Отрывок для чтения:
Душевное состояние Булгакова в 19161917 годах и несколько позже, как мы убедились, объяснимо. Можно понять и его наивное желание стать певцом, появившееся в 1909 году – использовать вокальное мастерство как способ покорить сердце любимой женщины. А что же Кира Алексеевна? Что было с ней в 19081909 году? На этот вопрос ответить могли бы её письма – те, что писала она своей подруге, смею думать, в то время самой близкой из всех, княжне Анжелике Михайловне Гирей. Увы, о том, что было в письмах Киры Алексеевны, мы вряд ли когда-нибудь узнаем – в архиве княгини Александры Козловской в Пушкинском музее есть только письма, адресованные семье Козловских. Вот что написала княжна Анжелика Гирей в ответ на послание Киры Блохиной:
«Милая моя Кира! Твоё письмо меня очень и очень огорчило. Даже испугало. Таким унынием, отчаянием веет от него, что просто холодно на душе… Друг мой милый, не падай духом, возьми себя в руки и мужественно борись с горем, если таковое тебя гнетёт. Жизнь мало к кому обращалась хорошей и светлой стороной, и поверь мне, у каждого есть своё горе, важно только не опускать крыльев. Тяжелее всего жить без надежды в будущее, а у тебя есть вера в то, что горе минует, значит временные горести можно и должно перенести бодро. Малодушие и уныние есть грех, с которым нельзя не бороться, а в твои года, когда жизнь с её горестями только начинается, негоже складывать оружие, хотя бы ради того, что в этом падении воли и духа очень меняется душа и все радости жизни пройдут мимо тебя и лучшие твои годы будут прожиты бесполезно, т.к. ни душа, ни ум, ни сердце не могут развиваться в том подавленном состоянии, в котором ты находишься…»

Записанные данные:
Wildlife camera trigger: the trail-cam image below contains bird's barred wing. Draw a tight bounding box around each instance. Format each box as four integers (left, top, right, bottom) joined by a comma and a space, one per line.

Условие задания:
Ответьте по отрывку о Булгакове и Кире Алексеевне:
1. Что, по словам автора, Булгаков хотел использовать как способ покорить сердце любимой женщины?
2. Какие письма есть в архиве княгини Александры Козловской в Пушкинском музее?
3. Что Анжелика Гирей в письме называет грехом?

Полный ответ:
1. Вокальное мастерство.
2. Только письма, адресованные семье Козловских.
3. Малодушие и уныние.